═══ RECORD LIST ═══

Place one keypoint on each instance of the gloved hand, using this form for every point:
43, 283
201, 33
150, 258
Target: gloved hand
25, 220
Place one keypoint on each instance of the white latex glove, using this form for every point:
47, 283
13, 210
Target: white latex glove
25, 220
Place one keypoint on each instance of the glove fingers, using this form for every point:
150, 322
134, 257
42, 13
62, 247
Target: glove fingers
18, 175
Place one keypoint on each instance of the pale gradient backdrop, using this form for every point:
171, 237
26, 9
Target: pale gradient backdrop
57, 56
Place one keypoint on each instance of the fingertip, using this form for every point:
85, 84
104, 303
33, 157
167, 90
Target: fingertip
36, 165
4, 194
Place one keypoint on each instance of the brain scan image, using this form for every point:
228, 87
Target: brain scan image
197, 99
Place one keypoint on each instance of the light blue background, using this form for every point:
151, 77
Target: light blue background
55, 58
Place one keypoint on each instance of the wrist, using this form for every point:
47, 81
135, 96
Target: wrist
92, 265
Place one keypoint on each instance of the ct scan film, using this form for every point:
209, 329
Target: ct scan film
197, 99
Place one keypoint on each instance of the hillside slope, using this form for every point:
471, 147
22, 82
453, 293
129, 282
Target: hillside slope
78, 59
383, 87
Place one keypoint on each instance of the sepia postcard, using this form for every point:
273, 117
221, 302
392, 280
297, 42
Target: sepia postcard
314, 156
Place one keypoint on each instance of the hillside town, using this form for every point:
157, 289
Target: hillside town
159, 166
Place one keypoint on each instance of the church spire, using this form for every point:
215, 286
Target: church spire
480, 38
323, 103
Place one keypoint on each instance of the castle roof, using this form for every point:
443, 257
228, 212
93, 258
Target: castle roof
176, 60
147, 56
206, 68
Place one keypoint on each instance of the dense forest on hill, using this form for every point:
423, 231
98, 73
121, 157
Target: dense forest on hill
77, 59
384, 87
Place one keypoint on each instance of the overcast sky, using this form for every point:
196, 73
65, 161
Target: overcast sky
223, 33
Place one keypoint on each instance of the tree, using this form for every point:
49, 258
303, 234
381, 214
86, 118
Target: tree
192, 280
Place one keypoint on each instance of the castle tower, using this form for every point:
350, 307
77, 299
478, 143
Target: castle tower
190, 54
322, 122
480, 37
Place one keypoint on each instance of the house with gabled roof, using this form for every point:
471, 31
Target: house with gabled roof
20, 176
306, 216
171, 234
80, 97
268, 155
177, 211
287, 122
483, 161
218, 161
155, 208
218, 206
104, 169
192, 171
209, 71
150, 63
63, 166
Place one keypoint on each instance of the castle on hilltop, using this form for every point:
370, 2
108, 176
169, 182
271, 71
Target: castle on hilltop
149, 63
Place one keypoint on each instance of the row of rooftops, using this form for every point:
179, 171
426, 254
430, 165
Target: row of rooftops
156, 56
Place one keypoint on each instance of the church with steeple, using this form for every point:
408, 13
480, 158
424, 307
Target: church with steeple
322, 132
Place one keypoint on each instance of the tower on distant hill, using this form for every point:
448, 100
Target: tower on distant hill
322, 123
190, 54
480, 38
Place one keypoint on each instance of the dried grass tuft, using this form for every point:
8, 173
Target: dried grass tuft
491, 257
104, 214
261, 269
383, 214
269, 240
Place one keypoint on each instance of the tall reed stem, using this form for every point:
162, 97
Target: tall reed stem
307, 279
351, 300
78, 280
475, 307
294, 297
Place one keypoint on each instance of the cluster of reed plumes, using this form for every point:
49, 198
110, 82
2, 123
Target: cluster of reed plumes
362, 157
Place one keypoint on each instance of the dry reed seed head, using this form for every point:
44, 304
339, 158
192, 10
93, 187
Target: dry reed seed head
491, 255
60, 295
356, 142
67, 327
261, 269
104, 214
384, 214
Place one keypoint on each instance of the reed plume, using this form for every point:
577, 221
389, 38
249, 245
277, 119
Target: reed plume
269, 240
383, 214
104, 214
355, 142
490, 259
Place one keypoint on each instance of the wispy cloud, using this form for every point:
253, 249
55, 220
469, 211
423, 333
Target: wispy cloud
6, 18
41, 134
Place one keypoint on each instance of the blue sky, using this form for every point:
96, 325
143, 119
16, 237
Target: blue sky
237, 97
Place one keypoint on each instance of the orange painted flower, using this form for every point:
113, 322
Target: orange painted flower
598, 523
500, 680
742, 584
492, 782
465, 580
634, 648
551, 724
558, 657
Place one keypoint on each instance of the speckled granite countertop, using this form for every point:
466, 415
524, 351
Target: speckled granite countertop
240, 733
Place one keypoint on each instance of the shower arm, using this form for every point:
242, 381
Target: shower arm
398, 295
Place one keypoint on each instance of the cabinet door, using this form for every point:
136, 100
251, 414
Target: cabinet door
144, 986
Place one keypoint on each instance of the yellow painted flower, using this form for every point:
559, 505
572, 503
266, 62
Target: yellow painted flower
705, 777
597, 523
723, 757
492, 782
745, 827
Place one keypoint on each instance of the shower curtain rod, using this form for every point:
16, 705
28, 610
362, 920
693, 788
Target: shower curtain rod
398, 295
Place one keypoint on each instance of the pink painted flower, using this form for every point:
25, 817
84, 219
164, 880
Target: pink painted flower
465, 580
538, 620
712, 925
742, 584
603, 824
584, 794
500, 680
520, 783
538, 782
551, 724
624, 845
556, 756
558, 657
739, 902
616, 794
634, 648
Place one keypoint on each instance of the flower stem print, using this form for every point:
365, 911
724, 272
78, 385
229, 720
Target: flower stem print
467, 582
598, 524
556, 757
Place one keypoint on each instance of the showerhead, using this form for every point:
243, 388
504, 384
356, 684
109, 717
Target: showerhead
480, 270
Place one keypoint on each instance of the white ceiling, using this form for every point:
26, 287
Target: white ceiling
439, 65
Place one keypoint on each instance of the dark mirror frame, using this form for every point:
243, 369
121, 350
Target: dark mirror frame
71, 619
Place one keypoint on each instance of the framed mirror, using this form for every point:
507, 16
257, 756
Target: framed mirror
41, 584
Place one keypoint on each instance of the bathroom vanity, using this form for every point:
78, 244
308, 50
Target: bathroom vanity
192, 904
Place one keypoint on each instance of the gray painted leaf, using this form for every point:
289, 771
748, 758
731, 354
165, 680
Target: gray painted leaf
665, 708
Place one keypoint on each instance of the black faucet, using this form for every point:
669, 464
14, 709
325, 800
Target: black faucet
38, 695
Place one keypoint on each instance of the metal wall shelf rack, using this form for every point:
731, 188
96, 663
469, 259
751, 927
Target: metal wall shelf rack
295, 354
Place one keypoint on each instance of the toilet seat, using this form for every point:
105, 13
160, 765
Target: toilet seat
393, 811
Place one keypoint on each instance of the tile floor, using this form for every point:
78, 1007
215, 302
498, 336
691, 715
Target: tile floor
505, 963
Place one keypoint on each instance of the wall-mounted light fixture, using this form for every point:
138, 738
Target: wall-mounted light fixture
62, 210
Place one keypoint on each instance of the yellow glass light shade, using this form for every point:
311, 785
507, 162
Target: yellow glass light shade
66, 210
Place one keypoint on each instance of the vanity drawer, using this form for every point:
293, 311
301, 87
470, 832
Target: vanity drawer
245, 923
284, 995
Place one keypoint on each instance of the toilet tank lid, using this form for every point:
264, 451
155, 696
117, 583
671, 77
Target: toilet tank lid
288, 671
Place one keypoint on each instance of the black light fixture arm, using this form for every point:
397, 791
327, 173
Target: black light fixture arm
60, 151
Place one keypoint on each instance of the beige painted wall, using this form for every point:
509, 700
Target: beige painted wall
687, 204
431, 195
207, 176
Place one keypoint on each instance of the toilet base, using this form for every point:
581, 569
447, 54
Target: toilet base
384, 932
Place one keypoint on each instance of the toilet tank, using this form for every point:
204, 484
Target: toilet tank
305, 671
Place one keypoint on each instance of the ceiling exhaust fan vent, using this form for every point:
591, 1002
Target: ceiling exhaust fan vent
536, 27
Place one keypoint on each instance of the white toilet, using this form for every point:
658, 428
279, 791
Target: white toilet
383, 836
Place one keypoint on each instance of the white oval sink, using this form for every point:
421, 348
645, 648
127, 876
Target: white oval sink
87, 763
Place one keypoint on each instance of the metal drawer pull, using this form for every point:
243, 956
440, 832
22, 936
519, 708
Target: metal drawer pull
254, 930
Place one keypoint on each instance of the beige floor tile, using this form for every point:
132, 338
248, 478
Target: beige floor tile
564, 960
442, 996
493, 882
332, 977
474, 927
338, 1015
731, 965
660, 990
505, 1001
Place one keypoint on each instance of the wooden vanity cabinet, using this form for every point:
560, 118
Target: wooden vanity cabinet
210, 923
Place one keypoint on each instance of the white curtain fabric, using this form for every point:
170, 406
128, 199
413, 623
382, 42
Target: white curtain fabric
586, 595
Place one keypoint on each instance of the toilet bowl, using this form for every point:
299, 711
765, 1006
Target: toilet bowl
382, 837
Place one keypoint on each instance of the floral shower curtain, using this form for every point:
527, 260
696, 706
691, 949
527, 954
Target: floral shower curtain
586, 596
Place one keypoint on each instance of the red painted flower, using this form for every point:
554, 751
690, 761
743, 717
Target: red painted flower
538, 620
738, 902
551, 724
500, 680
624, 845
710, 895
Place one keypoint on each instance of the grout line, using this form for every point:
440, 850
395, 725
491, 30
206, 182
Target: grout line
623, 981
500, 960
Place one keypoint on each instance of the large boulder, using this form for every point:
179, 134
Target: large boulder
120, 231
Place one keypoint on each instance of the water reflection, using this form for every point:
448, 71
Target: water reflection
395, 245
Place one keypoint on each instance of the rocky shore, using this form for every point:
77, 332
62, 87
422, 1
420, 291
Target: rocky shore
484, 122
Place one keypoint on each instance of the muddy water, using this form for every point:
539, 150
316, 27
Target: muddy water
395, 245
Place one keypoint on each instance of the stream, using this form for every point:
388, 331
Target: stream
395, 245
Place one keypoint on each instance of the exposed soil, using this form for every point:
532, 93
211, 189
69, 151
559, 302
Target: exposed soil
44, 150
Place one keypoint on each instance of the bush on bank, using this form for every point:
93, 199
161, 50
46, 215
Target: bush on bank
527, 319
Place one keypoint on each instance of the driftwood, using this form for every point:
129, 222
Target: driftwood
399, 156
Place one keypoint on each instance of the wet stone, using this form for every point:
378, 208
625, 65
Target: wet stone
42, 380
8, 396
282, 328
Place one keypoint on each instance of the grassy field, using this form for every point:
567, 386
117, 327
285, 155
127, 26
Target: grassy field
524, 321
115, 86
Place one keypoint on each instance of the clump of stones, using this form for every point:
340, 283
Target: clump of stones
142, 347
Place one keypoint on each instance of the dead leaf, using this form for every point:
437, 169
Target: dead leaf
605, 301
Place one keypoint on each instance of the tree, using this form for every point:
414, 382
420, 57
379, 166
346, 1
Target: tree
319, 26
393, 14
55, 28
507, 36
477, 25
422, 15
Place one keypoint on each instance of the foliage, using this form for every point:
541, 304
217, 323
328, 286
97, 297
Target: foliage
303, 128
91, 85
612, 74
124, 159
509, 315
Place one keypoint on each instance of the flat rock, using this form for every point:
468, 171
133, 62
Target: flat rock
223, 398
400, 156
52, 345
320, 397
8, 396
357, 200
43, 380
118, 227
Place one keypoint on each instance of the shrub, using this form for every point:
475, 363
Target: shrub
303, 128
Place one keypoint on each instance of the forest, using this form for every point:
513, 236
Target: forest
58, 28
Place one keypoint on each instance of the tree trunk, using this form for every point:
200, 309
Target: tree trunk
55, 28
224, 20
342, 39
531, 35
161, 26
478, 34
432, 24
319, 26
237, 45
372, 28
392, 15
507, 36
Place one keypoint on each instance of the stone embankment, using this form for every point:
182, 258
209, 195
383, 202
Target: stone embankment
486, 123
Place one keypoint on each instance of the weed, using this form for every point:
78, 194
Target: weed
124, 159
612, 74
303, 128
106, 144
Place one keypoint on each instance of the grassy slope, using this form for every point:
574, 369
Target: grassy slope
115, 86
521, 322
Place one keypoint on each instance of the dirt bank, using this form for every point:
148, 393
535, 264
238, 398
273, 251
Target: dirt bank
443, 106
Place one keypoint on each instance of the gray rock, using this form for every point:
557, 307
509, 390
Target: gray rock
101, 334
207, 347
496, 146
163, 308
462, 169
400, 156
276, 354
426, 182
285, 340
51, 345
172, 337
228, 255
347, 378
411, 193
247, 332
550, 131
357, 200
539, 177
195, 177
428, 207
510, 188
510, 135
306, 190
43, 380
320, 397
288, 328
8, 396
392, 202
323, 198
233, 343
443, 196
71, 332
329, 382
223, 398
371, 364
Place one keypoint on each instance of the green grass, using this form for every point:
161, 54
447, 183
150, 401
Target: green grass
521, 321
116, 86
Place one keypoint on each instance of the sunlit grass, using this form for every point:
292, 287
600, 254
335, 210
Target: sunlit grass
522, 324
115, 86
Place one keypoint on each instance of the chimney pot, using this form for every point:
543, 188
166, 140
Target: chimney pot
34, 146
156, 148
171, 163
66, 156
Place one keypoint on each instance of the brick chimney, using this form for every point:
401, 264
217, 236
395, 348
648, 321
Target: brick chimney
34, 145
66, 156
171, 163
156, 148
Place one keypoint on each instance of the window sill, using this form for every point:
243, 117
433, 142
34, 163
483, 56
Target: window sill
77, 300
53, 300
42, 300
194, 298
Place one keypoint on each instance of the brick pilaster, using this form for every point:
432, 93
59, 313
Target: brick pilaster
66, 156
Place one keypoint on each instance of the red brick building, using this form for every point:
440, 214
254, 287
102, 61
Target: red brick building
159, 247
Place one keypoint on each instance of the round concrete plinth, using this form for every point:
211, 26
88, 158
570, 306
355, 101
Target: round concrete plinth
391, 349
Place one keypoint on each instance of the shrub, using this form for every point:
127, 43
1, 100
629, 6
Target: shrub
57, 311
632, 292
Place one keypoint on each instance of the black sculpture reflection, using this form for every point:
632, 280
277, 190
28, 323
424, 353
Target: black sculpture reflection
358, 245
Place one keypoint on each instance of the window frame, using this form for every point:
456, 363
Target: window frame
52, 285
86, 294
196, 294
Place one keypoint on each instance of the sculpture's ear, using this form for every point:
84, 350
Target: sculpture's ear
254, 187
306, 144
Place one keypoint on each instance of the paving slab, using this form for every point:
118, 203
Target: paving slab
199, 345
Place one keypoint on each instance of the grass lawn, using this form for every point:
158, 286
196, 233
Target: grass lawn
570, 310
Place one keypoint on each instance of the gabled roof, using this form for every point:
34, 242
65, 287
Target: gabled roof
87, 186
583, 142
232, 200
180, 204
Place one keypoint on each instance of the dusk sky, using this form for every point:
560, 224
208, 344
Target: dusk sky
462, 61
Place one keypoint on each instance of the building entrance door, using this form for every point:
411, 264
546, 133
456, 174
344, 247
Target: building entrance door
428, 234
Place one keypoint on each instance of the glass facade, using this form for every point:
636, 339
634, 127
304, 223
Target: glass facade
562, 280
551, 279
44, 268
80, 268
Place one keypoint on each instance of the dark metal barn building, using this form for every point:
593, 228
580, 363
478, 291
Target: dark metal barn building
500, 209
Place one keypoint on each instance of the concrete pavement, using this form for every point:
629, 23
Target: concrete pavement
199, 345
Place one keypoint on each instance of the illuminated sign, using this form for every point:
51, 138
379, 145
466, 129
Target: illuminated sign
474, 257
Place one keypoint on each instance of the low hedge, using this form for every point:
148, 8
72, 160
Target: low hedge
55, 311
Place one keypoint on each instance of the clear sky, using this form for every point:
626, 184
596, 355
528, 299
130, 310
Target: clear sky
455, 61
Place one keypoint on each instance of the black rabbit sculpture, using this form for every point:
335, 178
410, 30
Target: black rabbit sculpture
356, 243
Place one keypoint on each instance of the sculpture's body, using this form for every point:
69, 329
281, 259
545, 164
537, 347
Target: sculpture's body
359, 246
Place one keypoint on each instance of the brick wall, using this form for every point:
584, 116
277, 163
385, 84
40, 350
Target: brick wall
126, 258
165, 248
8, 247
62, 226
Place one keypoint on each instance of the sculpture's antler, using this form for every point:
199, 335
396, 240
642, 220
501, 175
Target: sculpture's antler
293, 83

═══

> **REQUEST**
Return the lines above, from the one containing "Place one keypoint on each instance of the dark metal" to the end, exactly as they stand.

> **RIGHT ANSWER**
Place one keypoint on each instance of the dark metal barn building, using this form for every point:
593, 228
580, 363
478, 291
Target: dark metal barn building
500, 209
Place one keypoint on each instance of the concrete pavement, using this form for every point:
629, 23
Target: concrete pavement
199, 345
Place one keypoint on each instance of the illuminated sign, using this form for every point:
51, 138
379, 145
466, 129
Target: illuminated sign
474, 257
Place one keypoint on each instance of the low hedge, using this form for every point:
148, 8
72, 160
Target: low hedge
55, 311
Place one keypoint on each instance of the clear sky, using this form for every point:
626, 184
596, 355
528, 299
130, 310
Target: clear sky
455, 61
Place one keypoint on each instance of the black rabbit sculpture, using this form for every point:
335, 178
410, 30
Target: black rabbit sculpture
356, 243
Place one keypoint on each instance of the sculpture's body, using this form for every point:
69, 329
281, 259
545, 164
537, 347
Target: sculpture's body
359, 246
Place one keypoint on each instance of the brick wall, using this form for every point:
584, 116
277, 163
385, 84
40, 350
Target: brick wall
126, 258
165, 248
8, 247
62, 226
Place one keypoint on each instance of the sculpture's antler, using this form for every point:
199, 335
396, 240
642, 220
501, 175
Target: sculpture's antler
293, 83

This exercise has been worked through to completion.